[Records excerpted from a collection]
— BEGIN —

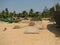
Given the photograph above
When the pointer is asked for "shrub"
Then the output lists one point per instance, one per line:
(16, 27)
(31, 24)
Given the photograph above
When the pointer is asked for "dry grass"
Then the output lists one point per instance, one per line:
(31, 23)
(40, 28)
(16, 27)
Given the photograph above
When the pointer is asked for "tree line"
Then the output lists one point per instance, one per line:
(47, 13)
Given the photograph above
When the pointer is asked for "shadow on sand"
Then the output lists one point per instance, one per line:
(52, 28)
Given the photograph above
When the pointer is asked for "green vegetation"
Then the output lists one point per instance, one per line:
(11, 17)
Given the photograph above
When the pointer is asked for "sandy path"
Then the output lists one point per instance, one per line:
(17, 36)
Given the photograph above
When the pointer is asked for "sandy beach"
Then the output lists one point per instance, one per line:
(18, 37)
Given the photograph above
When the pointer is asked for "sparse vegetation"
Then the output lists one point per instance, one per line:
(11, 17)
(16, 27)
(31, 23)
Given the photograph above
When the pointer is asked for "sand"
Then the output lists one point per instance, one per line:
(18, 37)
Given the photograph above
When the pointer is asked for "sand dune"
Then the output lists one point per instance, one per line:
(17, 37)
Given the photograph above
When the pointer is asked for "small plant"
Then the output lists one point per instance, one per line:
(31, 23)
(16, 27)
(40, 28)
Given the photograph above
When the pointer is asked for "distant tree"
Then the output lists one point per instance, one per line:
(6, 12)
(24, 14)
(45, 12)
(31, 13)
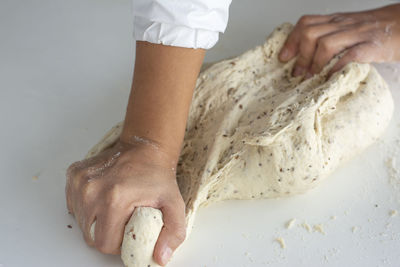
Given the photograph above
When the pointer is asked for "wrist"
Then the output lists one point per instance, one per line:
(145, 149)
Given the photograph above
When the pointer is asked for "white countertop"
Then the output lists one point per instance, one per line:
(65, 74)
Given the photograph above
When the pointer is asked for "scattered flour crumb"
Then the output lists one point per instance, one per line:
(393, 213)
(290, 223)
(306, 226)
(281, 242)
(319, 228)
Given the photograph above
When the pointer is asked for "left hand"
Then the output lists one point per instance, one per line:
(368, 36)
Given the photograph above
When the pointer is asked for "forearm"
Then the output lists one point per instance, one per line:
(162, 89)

— END —

* TASK REQUIREMENTS *
Without including any picture, repeat the data exactly.

* RESULT *
Given the photograph above
When the pointer is asked for "shrub"
Then the output lists one point per instance, one per line:
(16, 27)
(31, 24)
Given the photograph above
When the pointer is asked for "dry grass"
Then the output lists one point per instance, one per line:
(31, 23)
(40, 28)
(16, 27)
Given the photograph above
When the pointer is asked for "tree line"
Then the output lists one point per instance, one per line:
(47, 13)
Given the photograph above
When the pointer is asked for "shadow on sand"
Then the output lists one point per instance, one per line:
(52, 28)
Given the photograph above
When the pointer is asked for "green vegetation"
Then the output lists one point per instance, one per line:
(11, 17)
Given the photograph above
When the pointer is asked for "sandy path"
Then the output lists one point per instance, one per line:
(17, 36)
Given the photograph above
When the pointer is asked for "sandy beach"
Then the output lists one point per instance, one per line:
(18, 37)
Given the photograph above
When the pointer is asked for "sparse vegetation"
Then the output lists one point per instance, one per line:
(11, 17)
(16, 27)
(31, 23)
Given the photograph above
When the pointer is asked for "sand"
Then the output lists one point per instance, one per line:
(18, 37)
Given the photograph above
When the pointer is asked for "sand dune"
Then the output lists one point per instance, one per line:
(17, 37)
Given the photograph above
When the pointer is asked for "small plant"
Then the output lists one point per instance, one per line:
(31, 23)
(16, 27)
(40, 28)
Given the photograph above
When the pointer is asked for "distant tree"
Then the output lists one point per instance, one per line:
(6, 12)
(24, 14)
(45, 12)
(31, 13)
Given the photograph above
When the pointer is asked for "wrist"
Then the output lists one point per instance, one per line:
(145, 149)
Given the photograph above
When the pointer is asked for "white countertop"
Then the output lists one point per instance, one per line:
(65, 74)
Given the photograph above
When the pointer is asked for "scattered flour crumb"
Then the output lists one point per instance, one per line:
(393, 213)
(290, 223)
(306, 226)
(281, 242)
(319, 228)
Given the photograph above
When the pointer is asked for "left hand"
Then the output lists one point per instance, one per line:
(368, 36)
Given the photograph above
When the pointer is asked for "forearm"
Then the output lists one point per instance, one per line:
(162, 89)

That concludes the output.